Given task 1: Before the records, copy the passage of the New Jersey data privacy article starting with "Any website that" and going on through "lobbied state legislators.", word for word.
Given task 2: Before the records, carry on the article about New Jersey's data privacy law from the point where it stops.

Article:
━━━━━━━━━━━━━━━━

New Jersey becomes the 13th state to pass similar data privacy rules, and several other state legislatures have pending bills. But some business leaders and the state’s largest press organization say New Jersey’s new requirements go further than other states, and language in the bill may open the door to excessive litigation.

Any website that collects data from more than 100,000 people per year is now required to inform each consumer and provide an opt-out option, according to the bill, which Gov. Phil Murphy signed on Jan. 17. The threshold is lowered to 25,000 consumers a year if the website is selling personal data.

State data privacy laws have come under fierce lobbying efforts by tech companies, including Amazon, Google and Meta. The companies spent more than $50 million in 2022 on federal lobbying around issues such as privacy and competition, and a federal bill to institute similar protections stalled out in 2022 after receiving bipartisan support, Bloomberg reported last year. The tech companies have also heavily lobbied state legislators.

New Jersey’s law is considered one of the strictest in the nation, according to state Sen. Raj Mukherji, a Jersey City Democrat, who sponsored the bill in the last legislative session, when he was an assemblymember.

“It has the strongest universal opt-out mechanism of any data privacy law in the country,” Mukherji said. “And it just puts consumers back in control of their own data.”

In general, when a website complies with a state’s privacy laws, a message appears informing the user that personal data is being collected, and providing an opportunity to opt out. The data collected can range from highly personal information collected on a dating or health app to information about what a person reads, buys or subscribes to online.

New Jersey’s law goes further than other states, Mukherji said, because companies are required to explicitly ask customers to opt in before collecting data on certain types of highly sensitive information, such as biometric data gathered by a health app. But the law doesn’t specify how sites and apps must ask for permission, and instead leaves that decision up to the companies.

━━━━━━━━━━━━━━━━

Records supplied:
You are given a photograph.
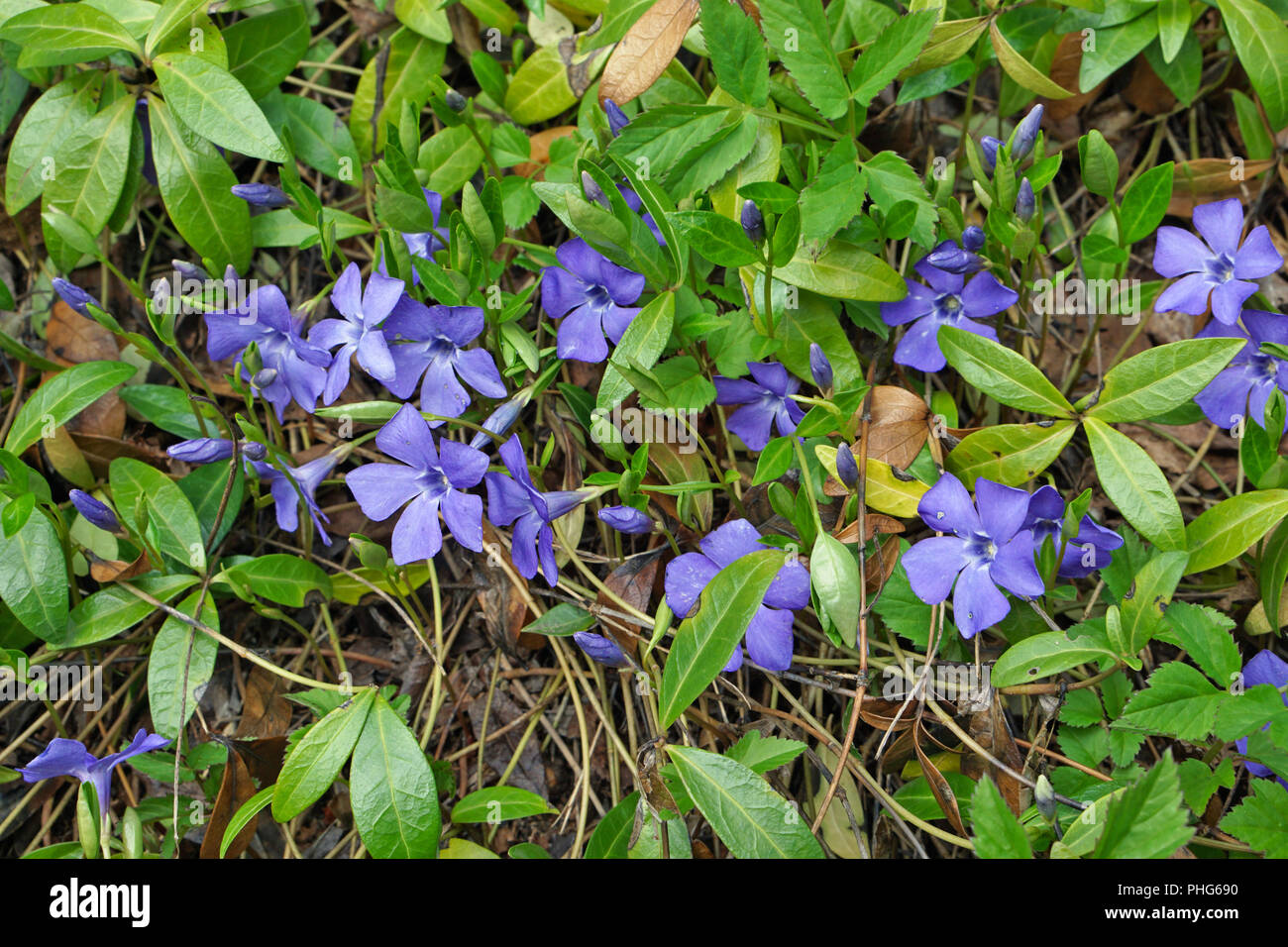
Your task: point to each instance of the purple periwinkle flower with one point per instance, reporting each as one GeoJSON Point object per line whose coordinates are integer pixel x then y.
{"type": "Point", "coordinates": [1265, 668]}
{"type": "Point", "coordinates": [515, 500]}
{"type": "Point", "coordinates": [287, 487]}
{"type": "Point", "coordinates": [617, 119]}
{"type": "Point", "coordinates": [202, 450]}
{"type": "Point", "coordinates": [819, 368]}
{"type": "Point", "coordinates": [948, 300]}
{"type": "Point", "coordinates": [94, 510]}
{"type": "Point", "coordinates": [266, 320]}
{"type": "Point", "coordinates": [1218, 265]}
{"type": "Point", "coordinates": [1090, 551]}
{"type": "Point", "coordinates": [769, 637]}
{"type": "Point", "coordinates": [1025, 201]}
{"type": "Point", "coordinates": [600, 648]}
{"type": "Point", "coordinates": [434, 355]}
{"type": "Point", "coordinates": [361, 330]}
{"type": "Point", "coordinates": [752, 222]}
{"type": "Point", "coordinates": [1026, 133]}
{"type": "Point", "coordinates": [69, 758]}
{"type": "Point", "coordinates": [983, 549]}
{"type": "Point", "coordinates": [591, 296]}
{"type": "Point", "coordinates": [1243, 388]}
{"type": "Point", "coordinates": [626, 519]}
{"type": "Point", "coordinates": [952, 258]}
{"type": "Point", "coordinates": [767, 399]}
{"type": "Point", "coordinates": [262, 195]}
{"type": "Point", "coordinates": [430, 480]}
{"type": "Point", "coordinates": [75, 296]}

━━━━━━━━━━━━━━━━

Response 1:
Any website that collects data from more than 100,000 people per year is now required to inform each consumer and provide an opt-out option, according to the bill, which Gov. Phil Murphy signed on Jan. 17. The threshold is lowered to 25,000 consumers a year if the website is selling personal data.

State data privacy laws have come under fierce lobbying efforts by tech companies, including Amazon, Google and Meta. The companies spent more than $50 million in 2022 on federal lobbying around issues such as privacy and competition, and a federal bill to institute similar protections stalled out in 2022 after receiving bipartisan support, Bloomberg reported last year. The tech companies have also heavily lobbied state legislators.

Response 2:
“This important legislation will help consumers reclaim control over their own personal data, and allow them the choice to share information that is personal to them,” Murphy said in a press release after signing the bill.

The bill was in the works for two years and then rushed to the finish line on the last day of the 2022-23 legislative session with amendments that upset the New Jersey Business and Industry Association.

“The business community supports data privacy for consumers. We just want a bill, or a law, that is going to work,” said Ray Cantor, a lobbyist with the group. “There are vague terms in the bill. There’s conflicting provisions.”

For example, Cantor said the term “financial data” is not defined in the bill, and can mean different things. He added some of the language in the New Jersey bill differs from other states on how different kinds of data must be handled, making it hard for businesses that operate nationally to make their system conform with other state laws.

Legislators removed language that dealt with litigation over privacy violations. Cantor said a company that does business across state lines could be tripped up by the differences between states’ rules, and potentially be sued for it.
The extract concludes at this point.